*TASK BRIEF:*
The exercise asks for every line of the data to be reproduced exactly.

*DATA ENTRIES:*
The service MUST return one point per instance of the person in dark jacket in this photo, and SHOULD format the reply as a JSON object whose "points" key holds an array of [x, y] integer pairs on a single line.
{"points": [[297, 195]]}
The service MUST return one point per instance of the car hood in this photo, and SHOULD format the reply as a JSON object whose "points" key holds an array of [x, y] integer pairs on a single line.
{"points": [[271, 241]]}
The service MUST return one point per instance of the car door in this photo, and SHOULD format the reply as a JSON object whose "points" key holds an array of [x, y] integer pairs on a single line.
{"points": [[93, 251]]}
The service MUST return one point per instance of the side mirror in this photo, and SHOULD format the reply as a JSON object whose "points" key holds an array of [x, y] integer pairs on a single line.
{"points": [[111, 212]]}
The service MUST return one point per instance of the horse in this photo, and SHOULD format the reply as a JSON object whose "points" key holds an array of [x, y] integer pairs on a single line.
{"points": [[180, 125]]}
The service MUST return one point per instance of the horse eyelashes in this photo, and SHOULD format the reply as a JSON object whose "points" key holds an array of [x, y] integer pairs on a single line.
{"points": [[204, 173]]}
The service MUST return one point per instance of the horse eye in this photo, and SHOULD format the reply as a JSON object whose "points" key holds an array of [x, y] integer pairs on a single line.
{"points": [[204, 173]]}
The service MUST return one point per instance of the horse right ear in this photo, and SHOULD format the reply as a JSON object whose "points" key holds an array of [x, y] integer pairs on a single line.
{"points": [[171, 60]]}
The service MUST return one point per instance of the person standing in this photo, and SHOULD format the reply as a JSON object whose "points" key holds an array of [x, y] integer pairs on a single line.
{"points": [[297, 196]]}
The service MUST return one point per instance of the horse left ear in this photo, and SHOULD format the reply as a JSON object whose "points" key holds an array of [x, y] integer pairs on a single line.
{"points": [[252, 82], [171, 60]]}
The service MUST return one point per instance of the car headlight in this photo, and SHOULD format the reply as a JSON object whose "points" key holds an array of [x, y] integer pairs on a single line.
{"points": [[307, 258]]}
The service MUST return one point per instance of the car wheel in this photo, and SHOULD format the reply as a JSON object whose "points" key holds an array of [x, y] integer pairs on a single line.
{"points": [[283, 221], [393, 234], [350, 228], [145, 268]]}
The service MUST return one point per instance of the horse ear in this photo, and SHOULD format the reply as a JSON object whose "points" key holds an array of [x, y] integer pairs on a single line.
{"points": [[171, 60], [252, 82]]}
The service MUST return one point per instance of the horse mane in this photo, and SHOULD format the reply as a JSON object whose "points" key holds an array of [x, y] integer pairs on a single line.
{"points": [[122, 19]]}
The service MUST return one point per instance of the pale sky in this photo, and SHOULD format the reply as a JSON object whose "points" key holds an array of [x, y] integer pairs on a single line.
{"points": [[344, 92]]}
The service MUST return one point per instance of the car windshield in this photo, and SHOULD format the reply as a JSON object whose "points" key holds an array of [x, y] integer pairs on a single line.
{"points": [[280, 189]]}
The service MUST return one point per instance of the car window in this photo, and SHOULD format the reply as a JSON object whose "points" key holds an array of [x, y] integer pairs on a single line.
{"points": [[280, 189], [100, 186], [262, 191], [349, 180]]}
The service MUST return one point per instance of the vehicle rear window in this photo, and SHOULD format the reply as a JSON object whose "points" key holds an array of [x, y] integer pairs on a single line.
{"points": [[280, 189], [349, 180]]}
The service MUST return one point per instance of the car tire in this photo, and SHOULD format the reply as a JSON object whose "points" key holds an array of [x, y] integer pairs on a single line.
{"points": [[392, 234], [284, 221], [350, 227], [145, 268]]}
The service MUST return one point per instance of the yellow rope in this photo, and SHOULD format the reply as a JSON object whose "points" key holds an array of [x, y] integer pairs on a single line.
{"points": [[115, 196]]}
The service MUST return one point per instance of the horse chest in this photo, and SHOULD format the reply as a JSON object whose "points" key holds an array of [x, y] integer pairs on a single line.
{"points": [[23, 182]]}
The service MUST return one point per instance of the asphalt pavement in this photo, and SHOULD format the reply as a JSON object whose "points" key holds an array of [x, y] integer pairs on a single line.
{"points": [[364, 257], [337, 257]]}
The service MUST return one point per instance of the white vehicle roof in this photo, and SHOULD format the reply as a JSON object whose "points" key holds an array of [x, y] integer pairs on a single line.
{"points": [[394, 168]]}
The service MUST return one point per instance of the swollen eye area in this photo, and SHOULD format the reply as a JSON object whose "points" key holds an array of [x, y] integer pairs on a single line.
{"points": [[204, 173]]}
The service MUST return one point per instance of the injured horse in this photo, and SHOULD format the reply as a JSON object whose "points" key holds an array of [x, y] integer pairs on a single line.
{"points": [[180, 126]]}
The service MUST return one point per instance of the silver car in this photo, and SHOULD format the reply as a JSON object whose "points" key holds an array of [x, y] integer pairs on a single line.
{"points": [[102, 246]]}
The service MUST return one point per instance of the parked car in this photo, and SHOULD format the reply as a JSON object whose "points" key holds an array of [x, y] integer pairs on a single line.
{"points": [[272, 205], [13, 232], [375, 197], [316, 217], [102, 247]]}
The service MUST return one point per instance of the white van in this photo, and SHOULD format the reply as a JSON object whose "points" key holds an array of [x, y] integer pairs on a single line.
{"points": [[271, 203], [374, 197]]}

*WORKED ANSWER:*
The service MUST return one point per instance of the person in dark jacket in this photo, and SHOULD format the reply as a JSON object whose "points" key holds an array of [x, y] integer pairs on a single line.
{"points": [[297, 195]]}
The service MUST return one point per instance of the car hood in this photo, and SHOULD format the reply as a JSON object whose "points" key holds an array of [x, y] integer pairs on a single line.
{"points": [[271, 241]]}
The service MUST return one point per instance of the car door in this photo, and SHOULD format the reply as a JSON object whose "points" key holds an array of [x, y] integer pairs on a single line.
{"points": [[93, 251]]}
The service MUST return one point per instance of the side mirror in this photo, and SHOULD format the reply as a JSON object whose "points" key holds an array of [x, y] integer pairs on a single line.
{"points": [[111, 212]]}
The service MUST return one point per instance of the horse in this photo, and SHOULD format the reply as a JSON object whose "points" key holds an array of [x, y] integer pairs on a single line.
{"points": [[180, 125]]}
The service MUST return one point per instance of the horse eyelashes in this photo, and SHOULD format the reply as a JSON object whose "points" key holds an array of [x, y] integer pairs on a single line.
{"points": [[204, 173]]}
The service MUST return one point per instance of the horse eye in this photo, and SHOULD format the reply as a JSON object whose "points" key holds an array of [x, y] integer pairs on a single line.
{"points": [[204, 173]]}
The service MUST return one point per instance of the horse right ear in this photo, and SHOULD format the reply as a JSON object whose "points" key holds an array of [x, y] integer pairs on a single line.
{"points": [[171, 60]]}
The service MUST return one point per instance of the person standing in this photo, and SHOULD format the reply as a JSON object whose "points" key holds an array of [x, y] integer pairs on a single line.
{"points": [[297, 196]]}
The service MUST return one point per instance of the horse left ear in this photo, and SHOULD format the reply as a JSON object whose "points" key holds an array of [x, y] integer pairs on a single line.
{"points": [[252, 82], [171, 60]]}
The service MUST return one point per instance of the car headlight in this photo, and SHOULD format the reply as a JSON object whose "points" key holds an array of [x, y] integer pairs on a single line.
{"points": [[307, 258]]}
The service MUST return one point per instance of the car wheel in this photo, and SHOULD format the reply as a JSON object whose "points" key holds an array of [x, y] integer pairs on a single line.
{"points": [[283, 221], [393, 234], [350, 228], [145, 268]]}
The service MUST return one point per instance of the horse ear in this photo, and SHOULD format the reply as a JSON object whose "points" key holds an array of [x, y] integer pairs on a single line.
{"points": [[171, 60], [252, 82]]}
The service MUST return one point per instance of the horse mane in this photo, and SHOULD format the reply as a JSON object whose "points" key holds an array of [x, y] integer pairs on a single line.
{"points": [[122, 19]]}
The service MUST return one point per instance of the pale sky in this photo, and SHOULD format the reply as a JSON object whose "points" key holds an array of [x, y] integer pairs on a single line.
{"points": [[344, 92]]}
The service MUST return one point per instance of the car windshield in this photo, and SHOULD format the reply as a JSON object whose "points" key holds an array of [x, y] integer pairs on a single line.
{"points": [[280, 189]]}
The service MUST return one point per instance of the car window in this photo, and SHOULD format the reply as a JSON object whose "points" key holds an array of [x, y] integer pairs on a single line.
{"points": [[280, 189], [100, 186], [262, 191], [349, 180]]}
The service MUST return one point per instance of the vehicle rear window in this photo, and SHOULD format the reply as a JSON object whose "points" key holds an array of [x, y] integer pairs on a single line.
{"points": [[280, 189], [349, 180]]}
The service MUST return one point per instance of the car tire in this photo, and SHOULD format the reply as a JSON object whose "points" key holds an array of [x, y] integer pairs on a single line.
{"points": [[392, 234], [284, 221], [350, 227], [145, 268]]}
The service MUST return one point per instance of the yellow rope in this photo, and SHOULD format the reply as a JSON object whose "points" key holds an array of [x, y] integer pairs on a single line.
{"points": [[115, 196]]}
The service MUST return one point per instance of the horse chest in this photo, and SHOULD format the reply as a JSON object whose "points" key holds an array of [x, y] integer pairs on a single line.
{"points": [[23, 182]]}
The service MUST return one point per instance of the asphalt pavement in this photo, and SHOULD format the reply as a JSON object whose "points" key holds an array of [x, y] integer pairs on a single line.
{"points": [[364, 257], [337, 257]]}
The service MUST return one point per instance of the white vehicle roof in this photo, and SHOULD format the reply as a JSON object whose "points" key holds an array of [x, y] integer pairs on a single line.
{"points": [[394, 168]]}
The service MUST return one point per instance of the swollen eye area in this photo, and SHOULD format the reply as a JSON object whose "points" key holds an array of [x, y] integer pairs on a single line.
{"points": [[204, 173]]}
The service MUST return one point per instance of the injured horse in this photo, and SHOULD format the reply as a JSON object whose "points" key holds an array of [x, y] integer pairs on a single line.
{"points": [[180, 126]]}
The service MUST return one point per instance of the silver car in this photo, and SHOULD format the reply as a JSON object whose "points" key holds an array of [x, y] integer pairs on a single line.
{"points": [[102, 246]]}
The service MUST return one point per instance of the parked car in this photo, and SHOULD format the reply as a JSON object whose "points" key holds an array of [x, y] integer pairs on a single line.
{"points": [[272, 205], [13, 232], [375, 197], [316, 217], [102, 247]]}
The service MUST return one point per instance of the white van in this photo, and SHOULD format the reply as a JSON object whose "points" key holds an array of [x, y] integer pairs on a single line.
{"points": [[271, 203], [374, 197]]}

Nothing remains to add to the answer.